Copy every line of the records below word for word, omitting the pictures.
— BEGIN Dataset excerpts —
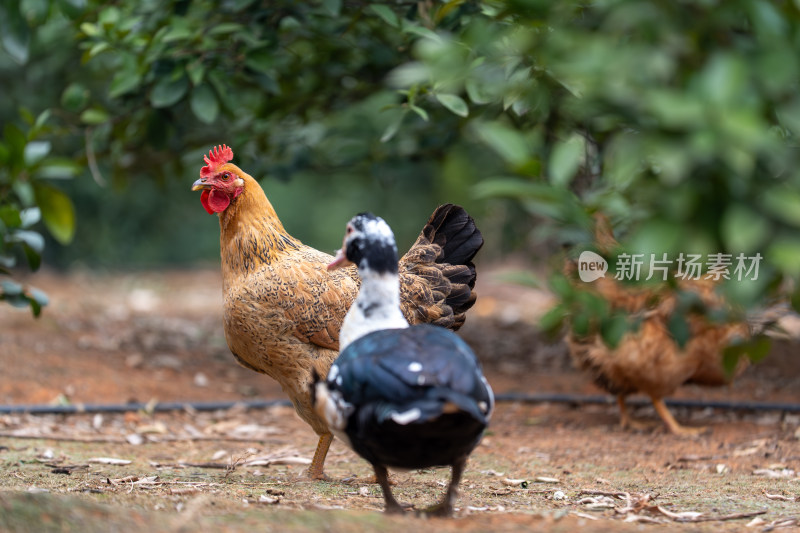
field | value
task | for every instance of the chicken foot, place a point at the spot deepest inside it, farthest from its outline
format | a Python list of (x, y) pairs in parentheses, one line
[(392, 506), (626, 421), (444, 509), (316, 470), (672, 424)]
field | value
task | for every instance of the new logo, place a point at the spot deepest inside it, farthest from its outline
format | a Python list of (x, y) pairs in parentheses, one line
[(591, 266)]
— END Dataset excerpts —
Task response -
field | value
task | for every instance of the chicken foot, place a point at the spot deepest inside it, farthest from its outline
format | a Python list of (x, y) pairs in parentheses, one line
[(392, 506), (626, 421), (444, 509), (316, 470), (672, 424)]
field | value
task | for every instance of the new logo, place a point at the spot deepest inside it, farthest from its outline
format | a Python list of (x, y) pairs in parentheses, one line
[(591, 266)]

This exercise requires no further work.